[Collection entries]
--- Begin ---

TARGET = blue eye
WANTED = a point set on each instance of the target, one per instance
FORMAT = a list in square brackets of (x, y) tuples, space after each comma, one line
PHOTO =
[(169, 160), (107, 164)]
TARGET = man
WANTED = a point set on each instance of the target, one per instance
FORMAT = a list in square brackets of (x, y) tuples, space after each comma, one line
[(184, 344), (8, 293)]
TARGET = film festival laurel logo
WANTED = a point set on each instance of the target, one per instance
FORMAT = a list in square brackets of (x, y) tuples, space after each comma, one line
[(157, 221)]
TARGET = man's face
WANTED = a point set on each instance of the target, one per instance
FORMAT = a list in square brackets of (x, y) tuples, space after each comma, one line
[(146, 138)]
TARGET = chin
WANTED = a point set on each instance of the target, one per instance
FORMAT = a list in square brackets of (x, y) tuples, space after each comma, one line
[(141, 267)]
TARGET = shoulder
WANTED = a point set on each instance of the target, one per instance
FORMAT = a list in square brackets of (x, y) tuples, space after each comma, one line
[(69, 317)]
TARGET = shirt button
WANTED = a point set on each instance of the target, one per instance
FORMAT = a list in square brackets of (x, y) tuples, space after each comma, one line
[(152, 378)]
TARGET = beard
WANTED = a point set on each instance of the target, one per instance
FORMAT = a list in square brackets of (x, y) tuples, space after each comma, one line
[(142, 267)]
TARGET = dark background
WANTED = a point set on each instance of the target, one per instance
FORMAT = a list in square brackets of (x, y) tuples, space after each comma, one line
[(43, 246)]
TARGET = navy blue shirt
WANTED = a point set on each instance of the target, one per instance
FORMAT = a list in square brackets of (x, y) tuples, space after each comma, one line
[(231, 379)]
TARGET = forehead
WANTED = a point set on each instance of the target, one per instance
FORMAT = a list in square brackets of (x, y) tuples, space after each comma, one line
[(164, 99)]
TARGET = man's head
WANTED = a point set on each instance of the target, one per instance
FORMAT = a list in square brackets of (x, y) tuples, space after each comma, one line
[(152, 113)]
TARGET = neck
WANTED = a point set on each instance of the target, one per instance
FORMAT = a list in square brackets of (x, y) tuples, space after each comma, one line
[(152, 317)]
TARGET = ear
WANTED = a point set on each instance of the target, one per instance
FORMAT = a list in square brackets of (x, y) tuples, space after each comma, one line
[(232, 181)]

--- End ---

[WHAT YOU ARE ASKED TO DO] Arrange every line of the entries above as a numbered list, leaving out any blank lines.

[ANSWER TO THE TASK]
1. TARGET = blue eye
2. WANTED = a point set on each instance of the target, one per instance
3. FORMAT = a list in square brackets of (x, y) tuples, space after each comma, one line
4. PHOTO =
5. [(169, 160), (107, 164)]
6. TARGET = man
7. WANTED = a point set on each instance of the target, one per instance
8. FORMAT = a list in square brackets of (x, y) tuples, space after each comma, one line
9. [(184, 344), (8, 293)]
10. TARGET = film festival laurel logo
11. WANTED = a point set on each instance of the target, one per instance
12. FORMAT = a list in square brackets of (x, y) tuples, space after each comma, one line
13. [(157, 221)]
14. TARGET = man's face
15. WANTED = a point set on each instance of the target, one per instance
16. FORMAT = a list in square brackets of (x, y) tuples, space after each comma, one line
17. [(146, 138)]
18. TARGET = chin
19. WANTED = a point set on each instance of the target, one per instance
20. FORMAT = a list in square brackets of (x, y) tuples, space after each comma, one line
21. [(141, 267)]
22. TARGET = shoulder
23. WANTED = a point set on each instance of the target, one per instance
24. FORMAT = a list in square brackets of (x, y) tuples, space after each comma, one line
25. [(69, 317)]
26. TARGET = shirt button
27. WANTED = a point set on each instance of the target, one per instance
28. FORMAT = a list in square brackets of (x, y) tuples, space after each comma, one line
29. [(152, 378)]
30. TARGET = beard
31. WANTED = a point set on each instance of the target, one per instance
32. FORMAT = a list in square brackets of (x, y) tuples, space after each comma, one line
33. [(142, 267)]
34. TARGET = dark background
35. WANTED = a point set on each instance of the target, one per instance
36. FORMAT = a list in square brackets of (x, y) tuples, space after each comma, one line
37. [(43, 246)]
38. TARGET = navy blue shirt
39. WANTED = a point set on each instance of the target, one per instance
40. FORMAT = a list in square brackets of (x, y) tuples, space after each comma, one line
41. [(231, 379)]
42. TARGET = forehead
43. WANTED = a point set on each instance of the target, one per instance
44. FORMAT = a list in square brackets of (x, y) tuples, space after each comma, one line
45. [(164, 99)]
46. TARGET = man's head
47. WANTED = a point set on each instance of the target, one per instance
48. FORMAT = a list in square brackets of (x, y) tuples, space after each comma, one line
49. [(152, 113)]
50. TARGET = neck
51. WANTED = a point set on each instance of the target, one per instance
52. FORMAT = a list in square brackets of (x, y) tuples, space after each comma, one line
53. [(152, 317)]
54. TARGET = ear
55. WANTED = a point set on each instance of the target, one per instance
56. FORMAT = a list in square brackets of (x, y) tuples, space after each comma, one line
57. [(232, 181)]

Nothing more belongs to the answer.